## Required tasks
- A) In the text on walking speed, how many adults received the step-counting devices?
- B) Quote the stretch of the text on walking speed from "They segmented participants’" through "to eight years.".

## Source document

#####

Primary care doctors have long touted the health benefits of walking to their patients. Now they may also want to emphasize the value of walking a little faster.

Two new studies in JAMA Internal Medicine and JAMA Neurology examine the association between step count, intensity (walking speed) and the likelihood of developing certain diseases. The studies’ authors gave devices that measured daily step counts and walking speeds to about 78,000 adults age 40-79 in the U.K. and asked them to wear the devices for a week.

They segmented participants’ walking speeds into three categories ranging from less than 40 steps per minute to what they term “purposeful” or “peak-30 cadence,” defined as the average steps per minute for the 30 highest (but not necessarily consecutive) minutes per day. The researchers then tracked participants’ rates of cancer, heart disease, dementia and death from all causes for the next six to eight years.

#####

## Data extracts

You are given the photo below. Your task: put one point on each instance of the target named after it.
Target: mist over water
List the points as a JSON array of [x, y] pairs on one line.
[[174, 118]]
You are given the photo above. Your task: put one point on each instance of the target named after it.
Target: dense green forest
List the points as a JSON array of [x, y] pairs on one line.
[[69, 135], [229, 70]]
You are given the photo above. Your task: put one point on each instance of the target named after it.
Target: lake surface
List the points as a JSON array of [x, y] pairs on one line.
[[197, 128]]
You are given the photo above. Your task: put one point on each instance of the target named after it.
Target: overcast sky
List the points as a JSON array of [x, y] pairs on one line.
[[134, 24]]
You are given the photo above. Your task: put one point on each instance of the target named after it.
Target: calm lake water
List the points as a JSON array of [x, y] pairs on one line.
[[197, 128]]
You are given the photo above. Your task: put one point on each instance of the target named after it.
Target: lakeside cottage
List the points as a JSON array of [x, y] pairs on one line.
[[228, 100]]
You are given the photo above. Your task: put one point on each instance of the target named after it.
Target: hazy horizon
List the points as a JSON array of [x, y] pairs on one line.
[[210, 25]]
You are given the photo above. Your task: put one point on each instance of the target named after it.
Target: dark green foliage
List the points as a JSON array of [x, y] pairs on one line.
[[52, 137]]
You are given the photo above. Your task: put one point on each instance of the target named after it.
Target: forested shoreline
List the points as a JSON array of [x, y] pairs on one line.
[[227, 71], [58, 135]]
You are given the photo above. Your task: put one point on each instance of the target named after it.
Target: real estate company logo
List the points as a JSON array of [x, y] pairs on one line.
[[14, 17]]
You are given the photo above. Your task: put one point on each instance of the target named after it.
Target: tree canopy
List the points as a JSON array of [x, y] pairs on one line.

#####

## Answers for the exercise
- A) About 78,000 adults age 40-79 in the U.K.

- B)
They segmented participants’ walking speeds into three categories ranging from less than 40 steps per minute to what they term “purposeful” or “peak-30 cadence,” defined as the average steps per minute for the 30 highest (but not necessarily consecutive) minutes per day. The researchers then tracked participants’ rates of cancer, heart disease, dementia and death from all causes for the next six to eight years.